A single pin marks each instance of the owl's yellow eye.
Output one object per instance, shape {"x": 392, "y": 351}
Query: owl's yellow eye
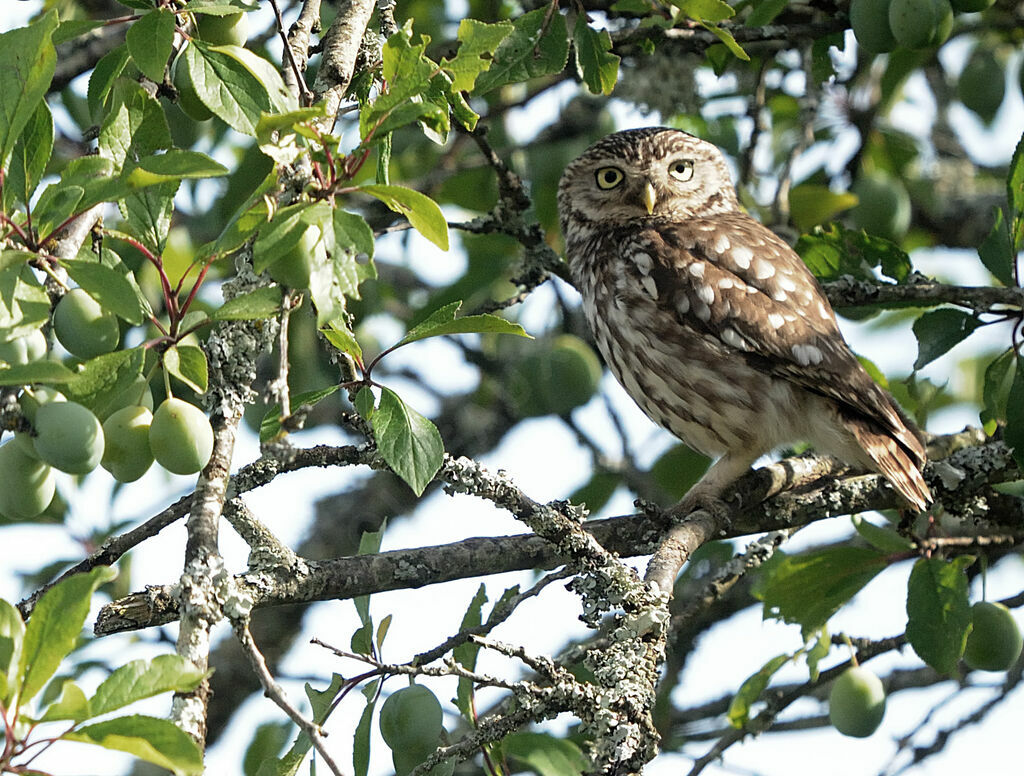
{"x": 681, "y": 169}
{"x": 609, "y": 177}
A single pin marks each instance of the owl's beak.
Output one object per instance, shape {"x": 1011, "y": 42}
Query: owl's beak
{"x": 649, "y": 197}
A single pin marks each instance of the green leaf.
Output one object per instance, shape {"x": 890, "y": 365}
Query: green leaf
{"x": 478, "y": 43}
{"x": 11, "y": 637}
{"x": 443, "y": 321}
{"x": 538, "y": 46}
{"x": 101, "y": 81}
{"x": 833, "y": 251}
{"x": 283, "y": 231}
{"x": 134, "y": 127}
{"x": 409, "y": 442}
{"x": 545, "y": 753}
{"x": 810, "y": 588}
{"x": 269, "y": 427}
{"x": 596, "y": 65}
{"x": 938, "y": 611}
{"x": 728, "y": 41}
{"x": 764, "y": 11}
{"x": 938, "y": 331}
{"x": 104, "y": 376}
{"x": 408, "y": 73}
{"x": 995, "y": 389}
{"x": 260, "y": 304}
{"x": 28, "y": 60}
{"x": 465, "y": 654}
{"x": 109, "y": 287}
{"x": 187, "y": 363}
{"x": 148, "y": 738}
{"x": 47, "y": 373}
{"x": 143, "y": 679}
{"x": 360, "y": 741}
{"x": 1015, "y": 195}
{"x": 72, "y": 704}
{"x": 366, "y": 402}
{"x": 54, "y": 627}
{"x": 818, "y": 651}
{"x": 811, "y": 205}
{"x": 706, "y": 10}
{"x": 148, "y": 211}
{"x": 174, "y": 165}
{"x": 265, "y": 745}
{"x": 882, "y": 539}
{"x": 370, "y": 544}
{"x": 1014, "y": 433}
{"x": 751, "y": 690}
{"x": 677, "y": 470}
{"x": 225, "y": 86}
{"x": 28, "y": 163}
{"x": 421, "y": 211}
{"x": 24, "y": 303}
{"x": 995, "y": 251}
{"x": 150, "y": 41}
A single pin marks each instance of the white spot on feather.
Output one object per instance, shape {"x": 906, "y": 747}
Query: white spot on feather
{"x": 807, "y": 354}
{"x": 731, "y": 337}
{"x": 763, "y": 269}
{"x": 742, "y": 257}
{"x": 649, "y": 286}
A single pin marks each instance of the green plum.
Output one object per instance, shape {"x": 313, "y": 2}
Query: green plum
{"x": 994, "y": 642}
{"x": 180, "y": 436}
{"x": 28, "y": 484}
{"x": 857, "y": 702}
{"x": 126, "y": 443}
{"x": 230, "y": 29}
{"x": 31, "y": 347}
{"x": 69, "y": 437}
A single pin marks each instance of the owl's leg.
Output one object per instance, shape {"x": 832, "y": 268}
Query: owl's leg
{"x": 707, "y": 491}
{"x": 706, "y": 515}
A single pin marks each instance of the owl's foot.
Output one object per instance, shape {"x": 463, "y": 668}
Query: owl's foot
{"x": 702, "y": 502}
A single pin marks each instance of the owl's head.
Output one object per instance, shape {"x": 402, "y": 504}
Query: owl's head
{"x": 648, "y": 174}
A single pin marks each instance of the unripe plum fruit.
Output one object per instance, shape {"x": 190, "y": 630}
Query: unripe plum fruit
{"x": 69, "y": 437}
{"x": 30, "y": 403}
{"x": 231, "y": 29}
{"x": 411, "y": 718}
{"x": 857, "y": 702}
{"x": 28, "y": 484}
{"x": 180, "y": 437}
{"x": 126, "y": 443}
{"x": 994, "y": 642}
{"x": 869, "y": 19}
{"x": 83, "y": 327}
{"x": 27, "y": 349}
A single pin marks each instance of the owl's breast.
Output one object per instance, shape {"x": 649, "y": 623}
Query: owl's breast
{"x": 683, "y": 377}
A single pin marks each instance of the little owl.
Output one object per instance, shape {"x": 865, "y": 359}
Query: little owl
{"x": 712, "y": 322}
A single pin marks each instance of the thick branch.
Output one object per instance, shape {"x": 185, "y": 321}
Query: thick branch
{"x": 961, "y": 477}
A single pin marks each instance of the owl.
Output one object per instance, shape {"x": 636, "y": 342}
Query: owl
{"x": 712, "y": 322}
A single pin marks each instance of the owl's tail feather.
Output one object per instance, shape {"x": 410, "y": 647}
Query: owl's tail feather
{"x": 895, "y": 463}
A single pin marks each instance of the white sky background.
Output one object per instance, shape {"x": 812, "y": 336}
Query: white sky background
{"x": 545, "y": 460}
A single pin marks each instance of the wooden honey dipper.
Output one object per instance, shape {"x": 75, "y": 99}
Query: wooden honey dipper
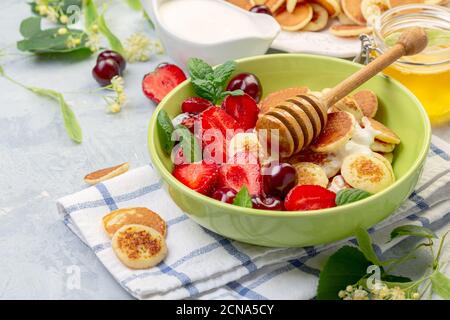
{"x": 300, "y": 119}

**Goal of the exercise:**
Setting the pictures aside, return exactly the lines from the line with "Query: little owl" through the last line of the listing above.

**Solved problem:**
Query: little owl
{"x": 712, "y": 322}
A single pin marks each instance of the thick branch.
Output one object per instance, shape {"x": 185, "y": 321}
Query: thick branch
{"x": 961, "y": 477}
A single pin marks each instance of the owl.
Output one object per instance, shape {"x": 636, "y": 342}
Query: owl
{"x": 712, "y": 322}
A single pin marks each instance of the owl's tail feather.
Output one object per instance, shape {"x": 410, "y": 647}
Query: owl's tail feather
{"x": 895, "y": 463}
A single pin marks each instance of the white sky background.
Output one object per instance, shape {"x": 812, "y": 336}
Query: white sky background
{"x": 545, "y": 460}
A single pin marks each instance of the wooden honey dipper.
Output one object per instance, shape {"x": 75, "y": 99}
Query: wooden honey dipper
{"x": 300, "y": 119}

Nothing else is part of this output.